- [Text to read]:
>>>

[R] R on Windows crashes when source'ing UTF-8 file

Kenn Konstabel lebatsnok at gmail.com
Fri Jul 11 00:00:00 CEST 2014


I confirm that the original problem doesn't happen in R 3.1.1. in
Windows (XP, this time). That is,

source("http://psych.ut.ee/~R/test-utf8.txt")

.. no longer crashes R but gives a sensible (i.e., understandable,
after this discussion) error.
... and adding encoding="UTF-8-BOM" reads in the file correctly.



On Thu, Jul 10, 2014 at 5:50 PM, Duncan Murdoch
<murdoch.duncan at gmail.com> wrote:
> On 10/07/2014 9:53 AM, Kenn Konstabel wrote:
>>
>> Wow. Thanks a lot!
>>
>> source("http://psych.ut.ee/~nek/R/test-utf8.txt", encoding="UTF-8-BOM")
>> # works correctly on my Windows 7 machine
>> # (and without encoding argument it still crashes R)
>>
>> Kenn
>>
>> On Thu, Jul 10, 2014 at 4:33 PM, John McKown
>> <john.archie.mckown at gmail.com> wrote:
>> > On Thu, Jul 10, 2014 at 7:18 AM, Kenn Konstabel <lebatsnok at gmail.com>
>> > wrote:
>> >> Dear all,
>> >>
>> >> I found an unexpected behaviour when trying to `source` an utf-8 file
>> >> on windows 7:
>> >>
>> >> source("http://psych.ut.ee/~nek/R/test-utf8.txt")

<<<

- [Task prompt]: Copy the part of the mailing list thread from "I confirm that" up to and including "the file correctly.", keeping every character as it appears. Answer using only the mailing list thread above.

- [Provided data]:
>>>

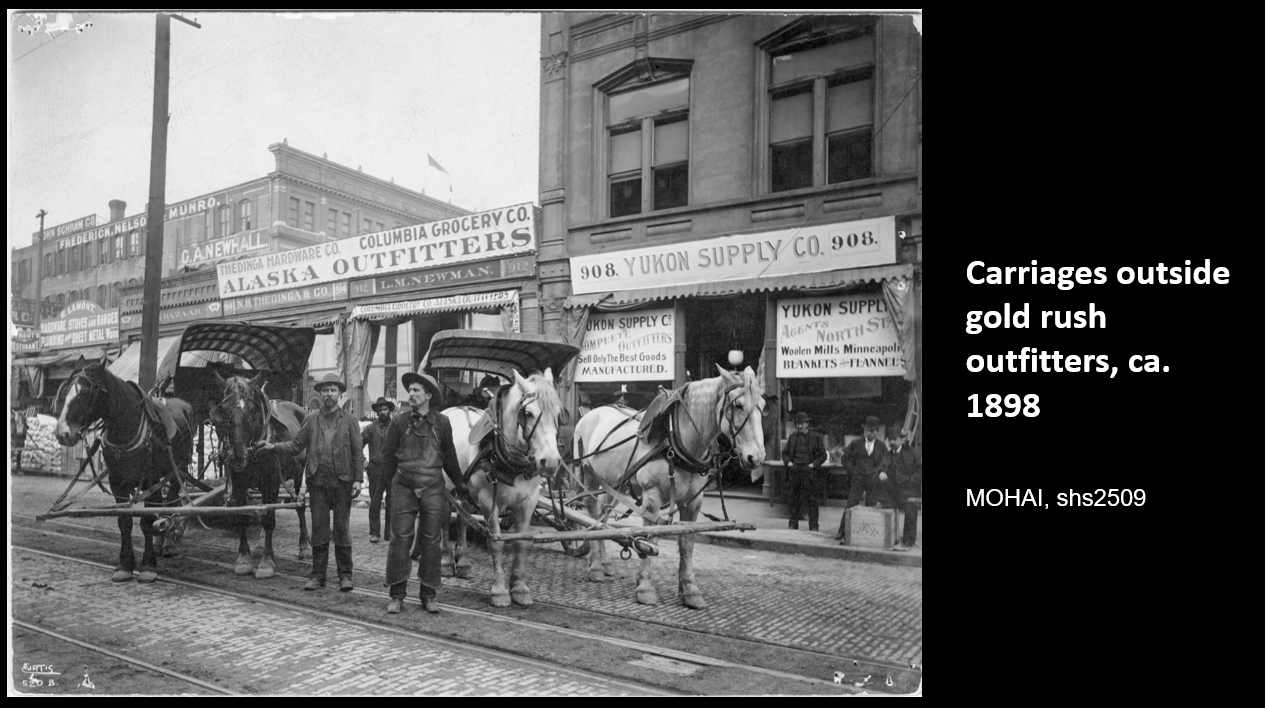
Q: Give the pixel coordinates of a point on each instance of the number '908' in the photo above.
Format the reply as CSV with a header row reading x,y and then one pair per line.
x,y
1011,406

<<<

- [Solution for this exercise]:
I confirm that the original problem doesn't happen in R 3.1.1. in
Windows (XP, this time). That is,

source("http://psych.ut.ee/~R/test-utf8.txt")

.. no longer crashes R but gives a sensible (i.e., understandable,
after this discussion) error.
... and adding encoding="UTF-8-BOM" reads in the file correctly.